Puerto Rico Gov. Alejandro García Padilla will propose a balanced budget and a four-year economic plan Tuesday night, his chief of staff told The Bond Buyer.

It will be the first time in more than 20 years that a Puerto Rico governor will present a balanced budget, chief of staff Ingrid Vila Biaggi said in an interview Monday. The proposal will be a "transcendental moment," she said.

In addition the governor will unveil a four-year agenda of measures for economic recovery, Vila Biaggi said. Many of these will be drawn from recommendations from the taskforce on growth and competitiveness that she led, she said.

The government will primarily achieve balance through cuts in government spending, Vila Biaggi said. There will be some revenue increases as well, though.

The governor will propose the consolidation and reorganization of several government agencies starting in the coming fiscal year. Puerto Rico's fiscal year starts on July 1.

The changes will make the government more agile and efficient, though the budget contains no government layoffs, Vila Biaggi said.

The balanced budget will be a tremendous achievement for the government, she said. When the governor came into office in January 2013 there were projections of a government deficit of over $2 billion for the fiscal year. The governor's team reduced that in the early months of 2013. Since then the team has brought the deficit down to $640 million in the current fiscal year, Vila Biaggi said.

The governor originally planned to balance the budget in fiscal year 2016. Now, he will do it a year earlier, in fiscal 2015, she said.

------

What to work on
1 - In the article on Puerto Rico's budget, change the passage that begins at the words "The changes will" and stops after "2015, she said.", replacing "Vila Biaggi" with "the chief of staff".
2 - Rewrite the paragraph of the Puerto Rico budget article that opens with "The balanced budget will be a tremendous achievement" as a bulleted list, keeping its main facts.
3 - Resume the article about Puerto Rico's budget plan after its final sentence.

Supplied material
------

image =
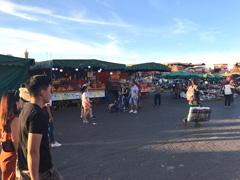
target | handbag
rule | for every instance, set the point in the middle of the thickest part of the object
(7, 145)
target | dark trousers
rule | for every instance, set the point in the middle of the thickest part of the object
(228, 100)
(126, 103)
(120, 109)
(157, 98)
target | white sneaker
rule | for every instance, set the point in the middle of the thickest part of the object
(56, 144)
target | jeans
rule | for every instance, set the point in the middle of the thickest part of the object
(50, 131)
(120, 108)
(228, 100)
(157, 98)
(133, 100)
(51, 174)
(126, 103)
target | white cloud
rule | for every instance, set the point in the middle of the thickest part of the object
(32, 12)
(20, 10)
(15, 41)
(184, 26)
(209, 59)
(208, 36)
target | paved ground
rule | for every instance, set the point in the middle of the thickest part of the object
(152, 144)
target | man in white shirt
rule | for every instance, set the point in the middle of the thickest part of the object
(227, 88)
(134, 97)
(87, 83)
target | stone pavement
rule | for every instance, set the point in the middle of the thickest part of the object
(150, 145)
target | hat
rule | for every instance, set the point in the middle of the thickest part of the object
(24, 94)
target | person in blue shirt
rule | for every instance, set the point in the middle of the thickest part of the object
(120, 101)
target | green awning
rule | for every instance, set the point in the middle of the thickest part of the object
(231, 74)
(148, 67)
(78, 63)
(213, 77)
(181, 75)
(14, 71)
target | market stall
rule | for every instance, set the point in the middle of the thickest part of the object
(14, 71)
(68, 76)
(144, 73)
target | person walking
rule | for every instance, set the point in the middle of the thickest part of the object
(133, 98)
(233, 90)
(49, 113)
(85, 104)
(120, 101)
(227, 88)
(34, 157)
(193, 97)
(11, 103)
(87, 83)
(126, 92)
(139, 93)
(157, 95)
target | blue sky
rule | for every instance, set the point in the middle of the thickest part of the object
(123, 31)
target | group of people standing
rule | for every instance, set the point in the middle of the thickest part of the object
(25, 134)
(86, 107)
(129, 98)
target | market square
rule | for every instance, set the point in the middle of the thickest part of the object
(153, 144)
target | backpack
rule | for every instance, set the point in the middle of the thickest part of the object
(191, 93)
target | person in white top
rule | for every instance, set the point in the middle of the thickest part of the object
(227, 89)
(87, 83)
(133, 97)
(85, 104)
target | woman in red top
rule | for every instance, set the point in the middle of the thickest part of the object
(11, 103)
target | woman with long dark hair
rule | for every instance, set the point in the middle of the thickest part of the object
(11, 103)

------

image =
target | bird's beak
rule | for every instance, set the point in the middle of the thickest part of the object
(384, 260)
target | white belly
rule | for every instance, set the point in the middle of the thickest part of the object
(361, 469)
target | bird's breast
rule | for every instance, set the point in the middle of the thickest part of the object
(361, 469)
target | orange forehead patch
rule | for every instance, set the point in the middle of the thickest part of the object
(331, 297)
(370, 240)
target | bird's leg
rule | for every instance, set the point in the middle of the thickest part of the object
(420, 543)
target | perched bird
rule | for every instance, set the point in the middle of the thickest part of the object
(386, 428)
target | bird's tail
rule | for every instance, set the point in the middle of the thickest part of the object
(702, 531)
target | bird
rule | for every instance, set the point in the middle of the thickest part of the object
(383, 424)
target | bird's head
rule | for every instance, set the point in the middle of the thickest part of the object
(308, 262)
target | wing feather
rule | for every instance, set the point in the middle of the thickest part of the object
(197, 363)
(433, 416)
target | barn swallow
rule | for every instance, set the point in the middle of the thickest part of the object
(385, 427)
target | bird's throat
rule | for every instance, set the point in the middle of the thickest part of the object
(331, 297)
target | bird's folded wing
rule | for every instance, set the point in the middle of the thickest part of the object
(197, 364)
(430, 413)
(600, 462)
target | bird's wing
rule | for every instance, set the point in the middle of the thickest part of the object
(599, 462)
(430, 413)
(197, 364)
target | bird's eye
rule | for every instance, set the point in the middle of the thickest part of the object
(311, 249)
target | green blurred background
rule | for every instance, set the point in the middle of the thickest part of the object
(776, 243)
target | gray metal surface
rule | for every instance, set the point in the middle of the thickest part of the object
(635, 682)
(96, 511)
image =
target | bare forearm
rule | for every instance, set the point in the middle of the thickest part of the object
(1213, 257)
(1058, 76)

------

Results of the exercise
1 -
The changes will make the government more agile and efficient, though the budget contains no government layoffs, the chief of staff said.

The balanced budget will be a tremendous achievement for the government, she said. When the governor came into office in January 2013 there were projections of a government deficit of over $2 billion for the fiscal year. The governor's team reduced that in the early months of 2013. Since then the team has brought the deficit down to $640 million in the current fiscal year, the chief of staff said.

The governor originally planned to balance the budget in fiscal year 2016. Now, he will do it a year earlier, in fiscal 2015, she said.

2 -
- The balanced budget will be a tremendous achievement for the government.
- When the governor took office in January 2013, a government deficit of over $2 billion was projected for the fiscal year.
- The governor's team reduced that figure in the early months of 2013.
- The deficit has since been brought down to $640 million in the current fiscal year.

3 -
In March 2014, Nuveen Asset Management published a piece questioning the governor's new promise for a balanced budget. In their piece, "Puerto Rico's $3.5 billion GO Deal: Cure or Symptom?," Nuveen vice presidents Shawn O'Leary and Molly Shellhorn said that the March $3.5 billion bond sale included about $423 million in capitalized debt service interest for fiscal years 2014, 2015 and part of 2016. It included $270 million for fiscal year 2015. This money is to be used to pay at least some of the debt service bills coming due, they wrote.

While $270 million would be about 2.6% of fiscal 2014 budget, it is unclear what it will be in the fiscal 2015 since Vila Biaggi declined to release the spending and revenues figures for the budget.

"A budget that relies on bond proceeds to partially pay for debt service as it comes due is, by definition, not a structurally balanced budget," O'Leary and Shellhorn said. "By virtue of earmarking $269.8 million of bond proceeds for fiscal 2015 debt service, Puerto Rico has already failed to deliver on its promise of a balanced budget in fiscal 2015."

Asked about the analysts' statements, Vila Biaggi said that for the first time in a long time the budget has zero deficit financing and repays interest.

The governor's budget and other proposals will be subject to revision and approval or rejection by Puerto Rico's Senate and House of Representatives.